Texte à lire

* * *

SaintéLyon 2010 : quelle(s) émotion(s) !

Arrivé à Saint-Etienne à 17h30. Je suis accueilli par ma belle famille. Direction retrait des dossards, tout se fait rapidement. Puis pasta party dans la maison d’Yves et Fred. Les pieds au chaud devant l’âtre. Quel bonheur d’être affalé sur le canapé à quelques heures du départ au chaud devant la cheminée. Puis retour au Parc des Expo avec toute la belle-famille venue me supporter : Yves, Fred, Anne Cé et le petit Lulu. En sortant de la voiture je suis pétrifié par le froid malgré mon équipement. Je me fais une grosse frayeur, il faudra impérativement que je me réchauffe vite !!

Petit tour des Halles 1 et 2 avec toute la famille, c’est drôle de voir les deux petits bout de choux traverser la nuée de sportifs affalés par terre en attendant de se mouvoir vers le départ.

Le départ fut donné à minuit comme prévu. Nous étions  5700 coureurs sur la ligne de départ prêts à arpenter les monts du lyonnais et les 68 kilomètres à venir.

* * *

Consigne a
Dans le listing, reproduisez uniquement les lignes allant de celle qui contient « point_to MUST indicate the white » jusqu'à la dernière ligne du listing, en substituant « Label » à « Target » et en laissant tout le reste inchangé.
Le texte et le listing n'ont aucun lien entre eux.

Jeu de données
* * *

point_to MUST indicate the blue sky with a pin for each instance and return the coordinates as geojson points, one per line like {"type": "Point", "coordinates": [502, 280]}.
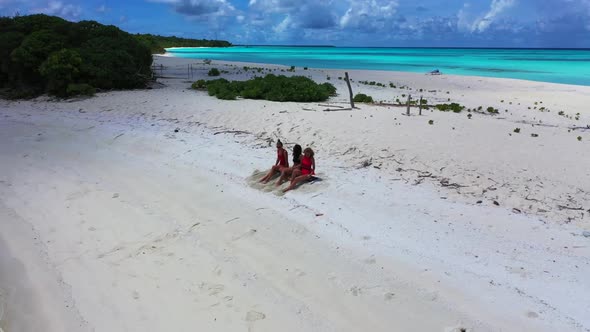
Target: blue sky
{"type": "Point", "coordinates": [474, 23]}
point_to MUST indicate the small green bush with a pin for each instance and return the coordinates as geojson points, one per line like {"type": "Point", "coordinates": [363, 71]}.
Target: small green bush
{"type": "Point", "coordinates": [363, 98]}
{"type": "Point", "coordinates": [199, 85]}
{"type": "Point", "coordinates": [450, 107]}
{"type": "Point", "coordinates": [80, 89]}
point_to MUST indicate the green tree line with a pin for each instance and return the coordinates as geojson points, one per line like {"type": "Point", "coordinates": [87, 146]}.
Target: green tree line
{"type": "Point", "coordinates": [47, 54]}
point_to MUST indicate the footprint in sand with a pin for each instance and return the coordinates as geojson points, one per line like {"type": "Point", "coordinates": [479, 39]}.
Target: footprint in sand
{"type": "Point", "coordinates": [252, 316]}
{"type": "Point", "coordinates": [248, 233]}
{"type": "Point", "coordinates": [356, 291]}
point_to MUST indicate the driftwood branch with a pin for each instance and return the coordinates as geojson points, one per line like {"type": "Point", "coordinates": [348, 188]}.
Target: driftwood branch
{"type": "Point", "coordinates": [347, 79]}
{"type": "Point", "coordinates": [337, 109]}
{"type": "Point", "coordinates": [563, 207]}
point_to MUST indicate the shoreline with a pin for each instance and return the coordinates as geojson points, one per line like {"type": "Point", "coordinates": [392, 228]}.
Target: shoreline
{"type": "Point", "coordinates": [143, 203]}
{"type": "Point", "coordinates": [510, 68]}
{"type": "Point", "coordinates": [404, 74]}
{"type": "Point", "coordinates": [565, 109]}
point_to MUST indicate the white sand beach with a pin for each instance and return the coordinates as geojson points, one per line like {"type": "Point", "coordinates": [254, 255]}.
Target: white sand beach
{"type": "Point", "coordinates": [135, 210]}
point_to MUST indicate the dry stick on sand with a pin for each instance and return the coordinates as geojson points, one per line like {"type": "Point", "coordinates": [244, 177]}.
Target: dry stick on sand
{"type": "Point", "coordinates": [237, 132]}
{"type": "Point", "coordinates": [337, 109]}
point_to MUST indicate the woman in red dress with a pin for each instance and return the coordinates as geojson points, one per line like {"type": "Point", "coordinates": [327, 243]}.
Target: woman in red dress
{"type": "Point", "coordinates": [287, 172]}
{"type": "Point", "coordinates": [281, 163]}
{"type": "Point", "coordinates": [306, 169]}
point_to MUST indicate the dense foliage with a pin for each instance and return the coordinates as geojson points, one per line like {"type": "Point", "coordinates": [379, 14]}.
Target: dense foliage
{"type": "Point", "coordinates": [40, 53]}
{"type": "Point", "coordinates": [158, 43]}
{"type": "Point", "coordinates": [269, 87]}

* * *

Consigne b
Répondez aux questions suivantes d'après le récit de la SaintéLyon 2010.
(i) À quelle heure a lieu l'arrivée à Saint-Étienne ?
(ii) Combien de coureurs se trouvaient sur la ligne de départ ?
(iii) Combien de kilomètres restaient à parcourir au moment du départ ?

Réponse finale a
point_to MUST indicate the white sand beach with a pin for each instance and return the coordinates as geojson points, one per line like {"type": "Point", "coordinates": [254, 255]}.
Label: white sand beach
{"type": "Point", "coordinates": [135, 210]}
point_to MUST indicate the dry stick on sand with a pin for each instance and return the coordinates as geojson points, one per line like {"type": "Point", "coordinates": [244, 177]}.
Label: dry stick on sand
{"type": "Point", "coordinates": [237, 132]}
{"type": "Point", "coordinates": [337, 109]}
point_to MUST indicate the woman in red dress with a pin for each instance and return the coordinates as geojson points, one per line like {"type": "Point", "coordinates": [327, 243]}.
Label: woman in red dress
{"type": "Point", "coordinates": [287, 172]}
{"type": "Point", "coordinates": [281, 163]}
{"type": "Point", "coordinates": [306, 169]}
point_to MUST indicate the dense foliage with a pin for each instance and return the coordinates as geojson points, one per line like {"type": "Point", "coordinates": [379, 14]}.
Label: dense foliage
{"type": "Point", "coordinates": [40, 53]}
{"type": "Point", "coordinates": [158, 43]}
{"type": "Point", "coordinates": [269, 87]}

Réponse finale b
(i) À 17h30.
(ii) 5700 coureurs.
(iii) 68 kilomètres.